● SOURCE RECORDS:
══════
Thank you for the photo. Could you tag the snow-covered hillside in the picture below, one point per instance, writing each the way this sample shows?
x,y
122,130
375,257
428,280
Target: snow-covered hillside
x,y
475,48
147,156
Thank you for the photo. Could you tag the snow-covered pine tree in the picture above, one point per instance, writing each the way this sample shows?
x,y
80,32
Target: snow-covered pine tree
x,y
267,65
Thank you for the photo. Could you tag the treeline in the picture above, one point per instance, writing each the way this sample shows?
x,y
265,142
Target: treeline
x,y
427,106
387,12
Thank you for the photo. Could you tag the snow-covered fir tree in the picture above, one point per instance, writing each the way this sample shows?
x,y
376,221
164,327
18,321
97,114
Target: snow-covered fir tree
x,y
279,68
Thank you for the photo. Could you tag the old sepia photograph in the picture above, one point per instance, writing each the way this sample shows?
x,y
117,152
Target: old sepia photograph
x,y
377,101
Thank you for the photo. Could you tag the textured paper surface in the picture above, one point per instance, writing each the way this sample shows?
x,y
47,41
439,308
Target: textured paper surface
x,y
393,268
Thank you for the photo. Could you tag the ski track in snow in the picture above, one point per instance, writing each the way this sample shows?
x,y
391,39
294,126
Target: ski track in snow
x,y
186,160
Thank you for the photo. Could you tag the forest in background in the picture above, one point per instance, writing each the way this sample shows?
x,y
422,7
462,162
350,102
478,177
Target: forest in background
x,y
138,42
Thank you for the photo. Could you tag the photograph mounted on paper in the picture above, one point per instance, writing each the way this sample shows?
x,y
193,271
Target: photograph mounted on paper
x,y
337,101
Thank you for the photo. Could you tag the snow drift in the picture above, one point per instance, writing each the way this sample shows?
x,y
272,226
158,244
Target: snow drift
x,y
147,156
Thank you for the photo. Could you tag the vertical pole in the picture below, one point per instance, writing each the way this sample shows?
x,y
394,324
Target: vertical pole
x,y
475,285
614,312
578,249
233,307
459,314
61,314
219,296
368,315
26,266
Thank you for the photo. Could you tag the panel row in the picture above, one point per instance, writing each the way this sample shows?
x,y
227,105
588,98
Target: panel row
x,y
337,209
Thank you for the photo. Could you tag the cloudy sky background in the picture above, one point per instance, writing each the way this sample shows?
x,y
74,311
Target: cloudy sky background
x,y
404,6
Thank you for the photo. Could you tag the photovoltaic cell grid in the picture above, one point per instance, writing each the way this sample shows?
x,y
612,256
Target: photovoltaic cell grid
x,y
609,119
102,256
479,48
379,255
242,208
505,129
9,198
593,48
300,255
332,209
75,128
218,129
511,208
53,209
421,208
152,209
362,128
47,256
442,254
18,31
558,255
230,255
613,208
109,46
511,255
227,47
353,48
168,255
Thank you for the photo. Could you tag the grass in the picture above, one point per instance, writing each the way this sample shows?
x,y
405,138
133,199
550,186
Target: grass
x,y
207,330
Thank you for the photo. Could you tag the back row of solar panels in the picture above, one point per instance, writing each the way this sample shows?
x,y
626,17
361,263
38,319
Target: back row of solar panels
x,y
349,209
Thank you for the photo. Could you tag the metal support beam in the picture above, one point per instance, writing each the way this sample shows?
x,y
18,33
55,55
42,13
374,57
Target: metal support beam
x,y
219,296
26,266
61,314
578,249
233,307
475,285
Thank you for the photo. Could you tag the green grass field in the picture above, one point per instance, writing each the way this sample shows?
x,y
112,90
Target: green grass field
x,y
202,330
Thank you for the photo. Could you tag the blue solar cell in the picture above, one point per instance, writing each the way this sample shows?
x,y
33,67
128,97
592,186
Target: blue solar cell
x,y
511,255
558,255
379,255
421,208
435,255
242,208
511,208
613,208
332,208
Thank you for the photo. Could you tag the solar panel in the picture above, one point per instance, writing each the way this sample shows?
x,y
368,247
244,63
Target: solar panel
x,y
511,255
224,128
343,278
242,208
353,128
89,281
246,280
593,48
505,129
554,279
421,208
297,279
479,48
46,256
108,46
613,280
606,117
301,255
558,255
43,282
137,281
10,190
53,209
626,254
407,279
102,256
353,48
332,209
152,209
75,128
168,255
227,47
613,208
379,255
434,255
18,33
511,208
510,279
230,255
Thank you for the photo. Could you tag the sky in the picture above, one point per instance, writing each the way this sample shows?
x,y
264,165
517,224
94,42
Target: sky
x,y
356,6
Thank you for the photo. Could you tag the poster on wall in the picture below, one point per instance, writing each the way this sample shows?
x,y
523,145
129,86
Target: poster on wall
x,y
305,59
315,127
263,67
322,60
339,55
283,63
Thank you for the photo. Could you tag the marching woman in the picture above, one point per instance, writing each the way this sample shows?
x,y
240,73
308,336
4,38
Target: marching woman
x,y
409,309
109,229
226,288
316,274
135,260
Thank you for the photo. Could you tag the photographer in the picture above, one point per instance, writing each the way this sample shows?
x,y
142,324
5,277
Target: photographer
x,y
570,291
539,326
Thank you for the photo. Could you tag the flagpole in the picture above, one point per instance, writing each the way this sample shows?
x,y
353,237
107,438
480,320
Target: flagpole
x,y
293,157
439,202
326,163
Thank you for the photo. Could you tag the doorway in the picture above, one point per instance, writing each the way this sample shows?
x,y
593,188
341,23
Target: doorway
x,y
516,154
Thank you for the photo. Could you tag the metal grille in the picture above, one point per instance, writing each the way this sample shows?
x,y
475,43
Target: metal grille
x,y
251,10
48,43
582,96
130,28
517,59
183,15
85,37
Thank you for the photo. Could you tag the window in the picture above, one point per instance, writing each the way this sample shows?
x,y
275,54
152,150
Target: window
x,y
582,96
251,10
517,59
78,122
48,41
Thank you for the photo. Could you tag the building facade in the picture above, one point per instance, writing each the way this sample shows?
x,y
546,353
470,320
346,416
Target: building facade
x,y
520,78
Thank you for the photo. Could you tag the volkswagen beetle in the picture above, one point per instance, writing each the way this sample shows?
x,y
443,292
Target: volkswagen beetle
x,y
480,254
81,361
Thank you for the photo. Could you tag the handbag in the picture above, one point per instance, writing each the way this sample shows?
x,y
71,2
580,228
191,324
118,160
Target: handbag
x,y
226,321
══════
● INSTRUCTIONS FOR THE TASK: Show every line from the listing above in which the string "below" appears.

● ANSWER FOR THIS EXERCISE:
Thank you for the photo. Could you tag the snow-covered hillside in the picture below, one point per instance, writing each the way this sample shows?
Thank you for the photo. Could you tag the vertical pole in the picture below, one point per instance, writing each the way this sample shows?
Thank you for the photo. Could you tag the poster on wall in the picture below, one point per instance, writing each the way this sample shows?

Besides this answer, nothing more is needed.